→ **WHAT THE EXERCISE ASKS**
Each line of the material below with the word "spice" is to be reported.

→ **GIVEN RECORDS**

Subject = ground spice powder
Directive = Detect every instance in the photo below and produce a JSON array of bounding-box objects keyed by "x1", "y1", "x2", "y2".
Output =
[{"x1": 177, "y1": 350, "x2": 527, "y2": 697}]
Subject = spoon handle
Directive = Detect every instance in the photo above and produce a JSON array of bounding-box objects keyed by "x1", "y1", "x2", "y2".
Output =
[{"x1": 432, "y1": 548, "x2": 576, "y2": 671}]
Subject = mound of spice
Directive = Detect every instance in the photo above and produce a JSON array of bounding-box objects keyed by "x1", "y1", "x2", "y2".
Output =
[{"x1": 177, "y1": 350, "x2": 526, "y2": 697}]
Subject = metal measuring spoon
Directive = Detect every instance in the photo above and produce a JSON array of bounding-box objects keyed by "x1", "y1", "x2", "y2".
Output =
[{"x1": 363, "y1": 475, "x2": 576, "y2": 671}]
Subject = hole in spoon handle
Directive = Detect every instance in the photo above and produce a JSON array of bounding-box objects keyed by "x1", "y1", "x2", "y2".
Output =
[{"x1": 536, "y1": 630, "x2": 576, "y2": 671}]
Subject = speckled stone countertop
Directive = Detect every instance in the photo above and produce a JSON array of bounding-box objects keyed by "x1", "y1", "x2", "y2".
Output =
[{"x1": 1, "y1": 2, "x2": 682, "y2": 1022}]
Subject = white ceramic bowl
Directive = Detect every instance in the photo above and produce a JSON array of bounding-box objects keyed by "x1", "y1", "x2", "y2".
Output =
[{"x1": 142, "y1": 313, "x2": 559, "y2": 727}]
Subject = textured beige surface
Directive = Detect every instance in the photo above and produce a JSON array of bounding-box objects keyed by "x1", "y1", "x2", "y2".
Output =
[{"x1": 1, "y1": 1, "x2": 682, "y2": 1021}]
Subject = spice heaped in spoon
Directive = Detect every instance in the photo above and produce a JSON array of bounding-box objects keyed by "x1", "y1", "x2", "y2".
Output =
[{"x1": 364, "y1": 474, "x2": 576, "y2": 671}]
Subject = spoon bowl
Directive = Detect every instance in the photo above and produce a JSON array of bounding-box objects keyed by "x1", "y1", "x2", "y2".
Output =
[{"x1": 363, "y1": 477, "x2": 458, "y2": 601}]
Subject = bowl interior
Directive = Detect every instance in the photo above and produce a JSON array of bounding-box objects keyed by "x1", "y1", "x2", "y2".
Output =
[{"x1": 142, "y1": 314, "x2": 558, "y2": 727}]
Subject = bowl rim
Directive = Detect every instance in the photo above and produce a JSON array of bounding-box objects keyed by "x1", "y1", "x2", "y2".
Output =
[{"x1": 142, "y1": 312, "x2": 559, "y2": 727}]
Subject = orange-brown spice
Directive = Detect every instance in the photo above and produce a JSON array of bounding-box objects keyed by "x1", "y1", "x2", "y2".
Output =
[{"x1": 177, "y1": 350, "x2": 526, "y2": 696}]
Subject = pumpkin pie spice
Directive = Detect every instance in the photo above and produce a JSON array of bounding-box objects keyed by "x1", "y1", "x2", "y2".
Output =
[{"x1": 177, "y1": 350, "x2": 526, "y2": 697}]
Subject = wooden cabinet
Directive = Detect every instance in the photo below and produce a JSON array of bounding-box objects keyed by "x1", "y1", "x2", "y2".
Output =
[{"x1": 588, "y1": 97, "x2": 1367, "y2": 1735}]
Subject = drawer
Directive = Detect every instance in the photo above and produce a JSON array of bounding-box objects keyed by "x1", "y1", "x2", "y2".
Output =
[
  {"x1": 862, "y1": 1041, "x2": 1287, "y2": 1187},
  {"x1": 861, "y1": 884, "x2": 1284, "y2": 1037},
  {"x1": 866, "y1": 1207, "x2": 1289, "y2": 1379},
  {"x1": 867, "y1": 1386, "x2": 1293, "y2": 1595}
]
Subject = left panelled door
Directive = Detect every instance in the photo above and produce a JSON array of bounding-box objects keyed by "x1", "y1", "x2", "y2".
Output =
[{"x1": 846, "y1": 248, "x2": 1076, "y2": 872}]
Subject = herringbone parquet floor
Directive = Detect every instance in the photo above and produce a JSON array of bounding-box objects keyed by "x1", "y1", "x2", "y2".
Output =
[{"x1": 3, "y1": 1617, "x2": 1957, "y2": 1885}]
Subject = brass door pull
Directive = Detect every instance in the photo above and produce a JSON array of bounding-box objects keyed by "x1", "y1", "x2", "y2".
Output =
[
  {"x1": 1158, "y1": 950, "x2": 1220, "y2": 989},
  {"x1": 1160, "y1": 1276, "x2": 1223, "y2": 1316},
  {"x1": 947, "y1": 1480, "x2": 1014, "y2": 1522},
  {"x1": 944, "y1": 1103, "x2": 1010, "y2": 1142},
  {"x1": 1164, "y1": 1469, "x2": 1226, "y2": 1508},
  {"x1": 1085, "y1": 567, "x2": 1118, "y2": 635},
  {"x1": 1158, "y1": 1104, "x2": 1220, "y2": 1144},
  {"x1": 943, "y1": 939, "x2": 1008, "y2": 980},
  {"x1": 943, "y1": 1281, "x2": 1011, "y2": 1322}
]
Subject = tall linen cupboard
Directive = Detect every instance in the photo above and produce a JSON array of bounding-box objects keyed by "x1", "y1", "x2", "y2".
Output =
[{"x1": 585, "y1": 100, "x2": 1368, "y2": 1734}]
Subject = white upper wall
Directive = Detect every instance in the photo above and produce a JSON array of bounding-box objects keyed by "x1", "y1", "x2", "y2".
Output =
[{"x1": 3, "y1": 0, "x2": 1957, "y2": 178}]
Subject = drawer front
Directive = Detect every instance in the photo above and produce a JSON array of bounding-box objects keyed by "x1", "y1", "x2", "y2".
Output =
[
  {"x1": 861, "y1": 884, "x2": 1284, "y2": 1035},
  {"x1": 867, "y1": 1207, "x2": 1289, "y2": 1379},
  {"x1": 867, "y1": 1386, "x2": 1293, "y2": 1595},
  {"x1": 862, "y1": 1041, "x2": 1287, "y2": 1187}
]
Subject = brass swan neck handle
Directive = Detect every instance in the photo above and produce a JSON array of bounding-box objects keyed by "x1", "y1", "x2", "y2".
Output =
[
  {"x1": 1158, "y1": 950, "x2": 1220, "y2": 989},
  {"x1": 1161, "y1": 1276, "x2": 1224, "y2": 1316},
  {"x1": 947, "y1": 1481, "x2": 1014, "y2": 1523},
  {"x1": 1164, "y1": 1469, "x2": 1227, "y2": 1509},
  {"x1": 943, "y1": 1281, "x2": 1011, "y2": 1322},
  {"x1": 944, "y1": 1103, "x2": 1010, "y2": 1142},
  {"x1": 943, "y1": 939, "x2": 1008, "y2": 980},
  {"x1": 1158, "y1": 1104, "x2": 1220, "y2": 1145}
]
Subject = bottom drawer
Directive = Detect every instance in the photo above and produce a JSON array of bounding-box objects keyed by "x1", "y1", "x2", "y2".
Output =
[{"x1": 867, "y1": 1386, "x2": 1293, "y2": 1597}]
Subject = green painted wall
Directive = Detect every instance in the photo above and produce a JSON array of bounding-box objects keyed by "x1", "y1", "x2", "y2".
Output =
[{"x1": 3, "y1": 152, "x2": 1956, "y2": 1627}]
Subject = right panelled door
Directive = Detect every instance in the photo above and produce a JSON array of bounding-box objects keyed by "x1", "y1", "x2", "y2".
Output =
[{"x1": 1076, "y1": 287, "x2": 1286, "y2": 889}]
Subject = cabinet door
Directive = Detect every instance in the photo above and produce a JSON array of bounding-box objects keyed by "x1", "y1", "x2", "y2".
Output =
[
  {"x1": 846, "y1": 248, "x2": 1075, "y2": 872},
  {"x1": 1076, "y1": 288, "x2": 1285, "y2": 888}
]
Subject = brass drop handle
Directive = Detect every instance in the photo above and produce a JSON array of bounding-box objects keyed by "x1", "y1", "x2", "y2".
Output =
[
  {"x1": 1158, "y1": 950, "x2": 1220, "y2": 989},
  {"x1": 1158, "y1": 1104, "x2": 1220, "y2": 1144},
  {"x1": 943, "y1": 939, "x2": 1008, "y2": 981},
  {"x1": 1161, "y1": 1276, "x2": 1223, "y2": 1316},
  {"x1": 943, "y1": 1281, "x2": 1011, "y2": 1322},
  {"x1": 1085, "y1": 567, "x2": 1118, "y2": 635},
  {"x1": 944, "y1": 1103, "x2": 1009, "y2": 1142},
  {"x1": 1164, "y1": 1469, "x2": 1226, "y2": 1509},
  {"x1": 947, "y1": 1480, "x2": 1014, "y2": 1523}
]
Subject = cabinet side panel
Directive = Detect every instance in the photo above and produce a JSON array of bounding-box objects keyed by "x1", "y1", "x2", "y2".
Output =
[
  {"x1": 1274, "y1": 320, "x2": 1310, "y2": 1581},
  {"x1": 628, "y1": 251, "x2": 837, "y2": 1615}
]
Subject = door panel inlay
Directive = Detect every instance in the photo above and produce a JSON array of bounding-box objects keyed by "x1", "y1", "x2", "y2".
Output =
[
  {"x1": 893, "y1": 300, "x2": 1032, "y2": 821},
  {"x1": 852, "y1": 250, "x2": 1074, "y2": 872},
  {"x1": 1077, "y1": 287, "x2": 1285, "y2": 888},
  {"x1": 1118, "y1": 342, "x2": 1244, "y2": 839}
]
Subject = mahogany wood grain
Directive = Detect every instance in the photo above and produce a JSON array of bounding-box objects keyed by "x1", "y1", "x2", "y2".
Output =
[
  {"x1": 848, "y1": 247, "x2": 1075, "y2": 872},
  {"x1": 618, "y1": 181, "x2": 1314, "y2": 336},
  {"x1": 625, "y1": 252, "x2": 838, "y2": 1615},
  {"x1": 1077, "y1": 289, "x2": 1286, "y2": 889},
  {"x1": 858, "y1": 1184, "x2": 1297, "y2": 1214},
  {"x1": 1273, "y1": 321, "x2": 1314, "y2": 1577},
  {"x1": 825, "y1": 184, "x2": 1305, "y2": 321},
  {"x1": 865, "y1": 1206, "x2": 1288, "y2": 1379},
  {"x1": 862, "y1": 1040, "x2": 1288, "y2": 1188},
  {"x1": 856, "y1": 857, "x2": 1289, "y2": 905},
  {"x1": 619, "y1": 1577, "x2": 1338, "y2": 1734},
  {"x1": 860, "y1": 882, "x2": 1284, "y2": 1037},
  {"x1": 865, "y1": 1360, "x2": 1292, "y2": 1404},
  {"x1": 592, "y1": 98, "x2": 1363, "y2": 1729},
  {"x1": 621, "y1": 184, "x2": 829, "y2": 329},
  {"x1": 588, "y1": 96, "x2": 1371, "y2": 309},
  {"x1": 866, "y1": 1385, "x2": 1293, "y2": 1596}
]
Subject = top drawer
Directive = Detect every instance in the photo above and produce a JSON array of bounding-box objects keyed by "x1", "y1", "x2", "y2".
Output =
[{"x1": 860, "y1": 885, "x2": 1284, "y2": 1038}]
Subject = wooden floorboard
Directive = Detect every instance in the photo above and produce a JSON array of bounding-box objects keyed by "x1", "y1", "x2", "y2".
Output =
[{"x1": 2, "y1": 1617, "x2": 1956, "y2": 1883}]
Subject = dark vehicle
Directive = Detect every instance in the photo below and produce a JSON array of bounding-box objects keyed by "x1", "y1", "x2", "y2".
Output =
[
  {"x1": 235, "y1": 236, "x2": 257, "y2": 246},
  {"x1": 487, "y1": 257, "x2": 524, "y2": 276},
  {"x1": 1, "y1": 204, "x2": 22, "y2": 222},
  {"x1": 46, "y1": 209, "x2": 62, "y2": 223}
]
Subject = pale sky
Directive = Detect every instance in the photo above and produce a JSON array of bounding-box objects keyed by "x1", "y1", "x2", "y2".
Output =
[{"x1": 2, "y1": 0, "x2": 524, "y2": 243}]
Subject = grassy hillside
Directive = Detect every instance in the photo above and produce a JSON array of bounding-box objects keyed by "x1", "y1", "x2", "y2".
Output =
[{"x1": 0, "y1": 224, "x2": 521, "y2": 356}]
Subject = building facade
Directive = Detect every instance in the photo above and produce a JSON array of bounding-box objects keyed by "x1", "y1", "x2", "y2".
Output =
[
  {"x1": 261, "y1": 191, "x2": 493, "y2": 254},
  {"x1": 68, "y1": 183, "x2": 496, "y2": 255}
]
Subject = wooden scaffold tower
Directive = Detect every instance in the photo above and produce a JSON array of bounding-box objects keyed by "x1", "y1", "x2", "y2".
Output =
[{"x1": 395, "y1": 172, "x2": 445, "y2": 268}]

→ **SOLUTION TO THE PROBLEM**
Subject = ground spice powder
Subject = mound of spice
Subject = spice heaped in spoon
Subject = orange-brown spice
Subject = pumpkin pie spice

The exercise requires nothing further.